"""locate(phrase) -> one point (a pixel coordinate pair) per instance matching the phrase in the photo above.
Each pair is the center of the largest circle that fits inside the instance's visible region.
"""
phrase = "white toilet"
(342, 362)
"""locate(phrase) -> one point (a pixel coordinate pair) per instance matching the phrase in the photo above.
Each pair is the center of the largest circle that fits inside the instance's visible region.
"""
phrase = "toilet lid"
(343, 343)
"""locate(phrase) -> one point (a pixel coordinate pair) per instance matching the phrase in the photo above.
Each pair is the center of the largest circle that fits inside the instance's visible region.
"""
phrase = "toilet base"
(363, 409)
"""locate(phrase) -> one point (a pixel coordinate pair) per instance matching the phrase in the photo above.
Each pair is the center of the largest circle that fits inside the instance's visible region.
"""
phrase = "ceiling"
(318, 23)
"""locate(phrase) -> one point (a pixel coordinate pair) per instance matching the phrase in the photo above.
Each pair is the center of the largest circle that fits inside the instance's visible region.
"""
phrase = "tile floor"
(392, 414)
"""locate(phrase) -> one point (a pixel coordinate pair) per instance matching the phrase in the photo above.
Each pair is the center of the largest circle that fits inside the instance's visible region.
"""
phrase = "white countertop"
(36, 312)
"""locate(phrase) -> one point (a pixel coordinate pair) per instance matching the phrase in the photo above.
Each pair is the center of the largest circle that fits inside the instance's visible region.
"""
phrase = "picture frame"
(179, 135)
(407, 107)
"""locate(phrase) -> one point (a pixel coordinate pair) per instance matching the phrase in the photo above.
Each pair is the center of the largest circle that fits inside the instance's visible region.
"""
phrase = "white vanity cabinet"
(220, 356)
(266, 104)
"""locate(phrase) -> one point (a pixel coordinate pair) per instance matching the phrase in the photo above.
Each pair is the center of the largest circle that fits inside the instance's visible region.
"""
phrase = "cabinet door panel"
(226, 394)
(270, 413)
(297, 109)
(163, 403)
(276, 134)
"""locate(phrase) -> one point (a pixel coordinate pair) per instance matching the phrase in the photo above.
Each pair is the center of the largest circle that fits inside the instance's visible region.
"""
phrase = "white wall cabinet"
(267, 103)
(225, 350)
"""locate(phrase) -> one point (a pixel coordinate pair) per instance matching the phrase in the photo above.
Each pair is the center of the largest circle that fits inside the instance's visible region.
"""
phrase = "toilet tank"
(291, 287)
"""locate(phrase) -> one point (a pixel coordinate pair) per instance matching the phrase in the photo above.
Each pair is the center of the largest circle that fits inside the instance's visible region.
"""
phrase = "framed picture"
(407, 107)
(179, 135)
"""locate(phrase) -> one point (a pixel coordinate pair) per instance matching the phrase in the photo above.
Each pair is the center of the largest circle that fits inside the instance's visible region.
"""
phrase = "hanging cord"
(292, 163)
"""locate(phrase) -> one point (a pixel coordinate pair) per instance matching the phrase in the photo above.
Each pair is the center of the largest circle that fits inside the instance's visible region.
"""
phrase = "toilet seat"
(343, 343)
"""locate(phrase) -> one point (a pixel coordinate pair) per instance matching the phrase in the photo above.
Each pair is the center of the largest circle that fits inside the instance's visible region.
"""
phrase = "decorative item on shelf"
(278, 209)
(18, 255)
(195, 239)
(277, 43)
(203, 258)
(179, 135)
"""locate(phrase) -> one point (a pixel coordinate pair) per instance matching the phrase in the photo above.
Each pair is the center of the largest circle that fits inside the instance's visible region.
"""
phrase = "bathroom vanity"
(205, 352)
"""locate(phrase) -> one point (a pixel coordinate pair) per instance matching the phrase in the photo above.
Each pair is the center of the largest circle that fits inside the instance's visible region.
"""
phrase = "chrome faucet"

:::

(WHAT TO PRODUCE) Each line of the data must be copied exactly as it appears.

(EXPECTED ANSWER)
"""locate(phrase) -> one point (a pixel coordinate pair) per instance matching the phrase in the photo above.
Each pair is the center of the largest circle that fits inside the instance's visible region.
"""
phrase = "white toilet"
(342, 362)
"""locate(phrase) -> one point (a pixel coordinate pair) per instance matching the phrase in the photo above.
Each pair is the center of the largest circle that fits inside the instance's visible region.
"""
phrase = "toilet lid"
(343, 343)
"""locate(phrase) -> one point (a pixel coordinate pair) per instance matching the phrase in the photo above.
Each pair is the center of the largest circle that fits inside the instance's visible region.
"""
phrase = "toilet base"
(363, 409)
"""locate(phrase) -> one point (a pixel coordinate pair) per instance matching the phrase in the photo above.
Each pair is the center of the largest circle that fits inside the instance's visible region.
"""
phrase = "ceiling"
(318, 23)
"""locate(phrase) -> one point (a pixel coordinate pair) per instance matching the phrase in the photo above.
Each pair is the center of the largest circle that fits inside the instance's visible region.
"""
phrase = "tile floor"
(392, 414)
"""locate(phrase) -> one point (a pixel coordinate pair) per instance matching the phrase in the photo above.
Each pair is the center of the largest circle that fits inside the instance's visible region.
"""
phrase = "white countertop"
(36, 312)
"""locate(phrase) -> one point (a pixel coordinate pair) per instance matching the phrase in the photo above.
Each pair is the center of the largest circle that fits inside the instance's visible region.
"""
phrase = "picture frame"
(179, 135)
(407, 107)
"""locate(phrase) -> one point (a pixel coordinate pair) per instance matching the phrase in the photo above.
Each pair is the center of the largest circle that fits inside the instance's visible region.
"""
phrase = "white vanity cabinet"
(220, 356)
(266, 104)
"""locate(phrase) -> one point (a pixel coordinate pair) per instance matching the phrase in the photo above.
Each pair is the center of the largest circle that fits inside the instance's visible region.
"""
phrase = "cabinet door panel"
(226, 394)
(270, 413)
(297, 109)
(163, 403)
(276, 134)
"""locate(phrase) -> one point (a pixel coordinate pair) per instance matching the phrase in the photo above.
Each pair is the center of the largest circle that fits inside the instance's visible region.
"""
phrase = "white wall cabinet"
(267, 103)
(225, 350)
"""locate(phrase) -> one point (a pixel coordinate pair) per instance matching the phrase in the photo above.
Each pair is the center of the largest circle that fits inside the instance's visible region.
"""
phrase = "toilet tank"
(291, 287)
"""locate(phrase) -> one point (a pixel coordinate pair) per instance matching the phrase in the photo above.
Each pair is the center of the largest circle that fits inside the instance's visible region.
"""
phrase = "framed picture"
(407, 107)
(179, 135)
"""locate(phrase) -> one point (a pixel coordinate pair) per instance matching the phrase in the photo above.
Each pair is the center of the largest circle that fits inside the instance's visible region.
"""
phrase = "hanging cord"
(292, 163)
"""locate(phrase) -> one point (a pixel coordinate pair) per instance matching the phrase in the photo above.
Each pair is the center of the largest circle that fits inside the instance's visible region.
"""
phrase = "toilet seat"
(343, 343)
"""locate(phrase) -> one point (a pixel coordinate pair) per instance matching the phrase in the photo above.
Each pair is the center of the largest circle that fits inside the instance's visible region.
"""
phrase = "decorative item on shelf"
(278, 209)
(18, 255)
(195, 239)
(277, 43)
(203, 258)
(179, 135)
"""locate(phrase) -> one point (a pixel coordinate pair) per instance matching the phrase in the photo above.
Each pair is the center of the largest circle that fits inside the instance's visible region.
"""
phrase = "bathroom vanity"
(205, 352)
"""locate(phrase) -> one point (a pixel coordinate pair) per instance matching the phrase in the photo above.
Each pair is the center of the largest circle that fits inside the instance's visible region.
"""
phrase = "chrome faucet"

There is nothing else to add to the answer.